▸ **EXCERPTED TEXT**
The words of Radiohead’s song ‘No Surprises’ may prove to be a good predictor of Wednesday’s Budget. “A heart that’s full up like a landfill; A job that slowly kills you; Bruises that won’t heal” …… but please don’t take any of the other lyrics literally. Anyone actually listening to what George Osborne said on the Andrew Marr Show cannot fail to be aware that the outcome of this budget could be as potentially depressing as the song. However, some reports have said that ‘cabinet sources’ believe that George Osborne has been told not to ‘rock the boat’ ahead of the EU referendum. So how will he play his hand?
We all usually have a pretty good idea of what to expect by the time the Chancellor stands up. Goodness knows the message management machine works well enough. I thought it might be fun to summarise some of the media coverage over the weekend ahead of the actual event. And then look back at it and see how accurate it was.
Let’s start with the BBC that reports George Osborne has warned the UK needs to “act now rather than pay later”. The Chancellor told Andrew Marr he would cut “50p from every £100 the government spends” by 2020. He also said that the world was “more uncertain” than at any time since the financial crisis. Read more here.
When I was finishing writing my book, ‘How To Survive Austerity‘, the Chancellor had just delivered the conclusions of his Spending Review. I listened to what he said, read the Office for Budget Responsibility (OBR) report and wrote some words based on what I heard. Which sounds very like what the Chancellor is saying now. Of course, George Osborne may have actually read the book I sent him or maybe the message back then was not picked up by the media, or at least some parts of it.

▸ **DIRECTIONS**
A – In the Budget post, how much did the Chancellor tell Andrew Marr he would cut by 2020?
B – Write out everything in the Budget post from "We all usually" down to "Read more here.", word for word.

▸ **SUPPLIED MATERIAL**
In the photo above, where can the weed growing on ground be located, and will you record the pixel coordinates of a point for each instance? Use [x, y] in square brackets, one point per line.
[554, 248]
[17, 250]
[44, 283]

▸ **ANSWER LIST**
A – 50p from every £100 the government spends.

B –
We all usually have a pretty good idea of what to expect by the time the Chancellor stands up. Goodness knows the message management machine works well enough. I thought it might be fun to summarise some of the media coverage over the weekend ahead of the actual event. And then look back at it and see how accurate it was.
Let’s start with the BBC that reports George Osborne has warned the UK needs to “act now rather than pay later”. The Chancellor told Andrew Marr he would cut “50p from every £100 the government spends” by 2020. He also said that the world was “more uncertain” than at any time since the financial crisis. Read more here.